Starting with the first line below, reproduce each line exactly until you have included the one bearing "Please put a marker on the murky".

(Region pointing data)
▽

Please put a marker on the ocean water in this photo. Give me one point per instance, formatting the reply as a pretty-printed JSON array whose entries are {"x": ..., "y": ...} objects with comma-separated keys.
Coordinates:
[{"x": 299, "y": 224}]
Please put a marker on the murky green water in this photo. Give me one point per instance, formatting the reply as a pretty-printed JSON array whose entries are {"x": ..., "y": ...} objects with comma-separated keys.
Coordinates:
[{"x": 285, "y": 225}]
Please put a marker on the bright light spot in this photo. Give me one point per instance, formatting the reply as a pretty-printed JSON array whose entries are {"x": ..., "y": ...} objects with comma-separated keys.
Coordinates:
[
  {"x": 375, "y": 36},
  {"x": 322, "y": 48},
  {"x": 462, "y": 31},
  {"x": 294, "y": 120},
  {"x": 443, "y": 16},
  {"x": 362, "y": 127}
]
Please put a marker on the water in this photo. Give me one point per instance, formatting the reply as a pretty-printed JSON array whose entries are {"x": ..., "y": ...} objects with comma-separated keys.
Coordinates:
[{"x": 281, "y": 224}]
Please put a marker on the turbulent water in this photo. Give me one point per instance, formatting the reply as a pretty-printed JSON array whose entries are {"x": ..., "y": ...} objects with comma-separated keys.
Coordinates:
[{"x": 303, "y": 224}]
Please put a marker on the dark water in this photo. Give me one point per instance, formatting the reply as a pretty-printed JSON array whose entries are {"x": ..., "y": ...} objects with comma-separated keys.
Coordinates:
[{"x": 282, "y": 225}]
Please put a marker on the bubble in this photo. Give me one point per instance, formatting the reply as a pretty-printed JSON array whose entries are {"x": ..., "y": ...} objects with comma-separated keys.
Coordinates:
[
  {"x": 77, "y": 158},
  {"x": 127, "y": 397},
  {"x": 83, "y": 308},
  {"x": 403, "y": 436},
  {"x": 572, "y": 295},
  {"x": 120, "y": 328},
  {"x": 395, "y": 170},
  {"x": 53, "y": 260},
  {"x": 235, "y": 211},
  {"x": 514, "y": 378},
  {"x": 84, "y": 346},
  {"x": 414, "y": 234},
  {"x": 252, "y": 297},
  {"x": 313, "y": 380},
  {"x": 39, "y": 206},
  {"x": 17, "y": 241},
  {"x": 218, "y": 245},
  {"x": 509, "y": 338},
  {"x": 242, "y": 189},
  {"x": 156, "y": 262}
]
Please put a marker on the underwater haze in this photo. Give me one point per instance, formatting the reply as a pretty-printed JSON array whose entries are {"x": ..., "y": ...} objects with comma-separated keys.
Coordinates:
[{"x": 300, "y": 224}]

△

EXERCISE SOLUTION |
Please put a marker on the ocean water in this photo. Give me one point per instance, formatting the reply as a pretty-printed JSON array whose entries are {"x": ..., "y": ...} objects with comma-separated keys.
Coordinates:
[{"x": 299, "y": 224}]
Please put a marker on the murky green water in this photo. Give me one point per instance, formatting the reply as a pretty-printed JSON array whose entries are {"x": ..., "y": ...} objects with comma-separated keys.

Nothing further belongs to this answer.